▸ Exercise prompt
Reproduce every line of the records below without any changes, and leave the pictures out of your answer.

(Pointing and labeling entries)
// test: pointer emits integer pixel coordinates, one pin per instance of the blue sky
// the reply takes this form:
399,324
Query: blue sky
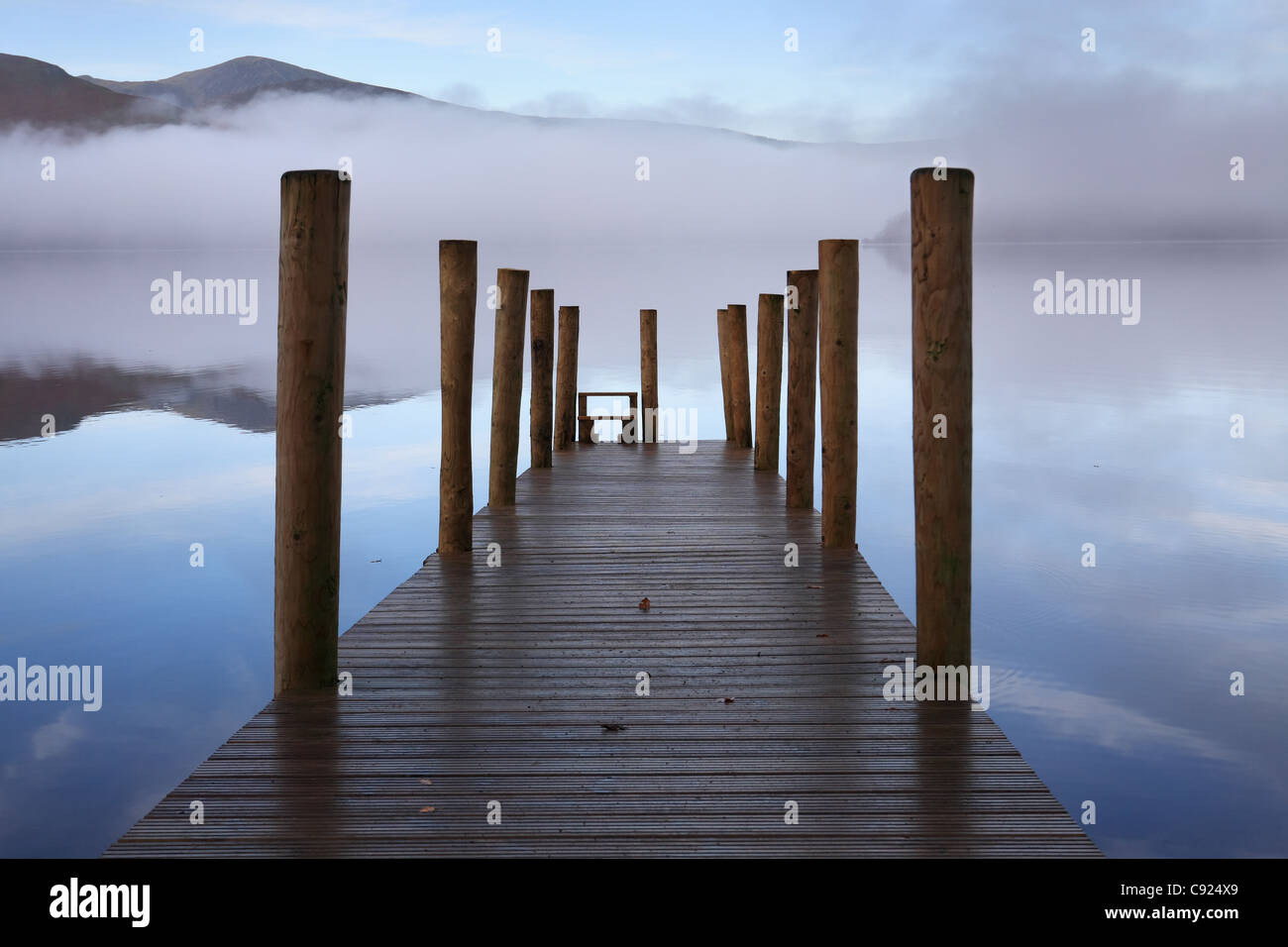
864,71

▸ Answer
// test: pointer emits integer pixel coordinates, one pin per instance of the blue sky
// the reply takes this form:
399,324
Query: blue sky
864,71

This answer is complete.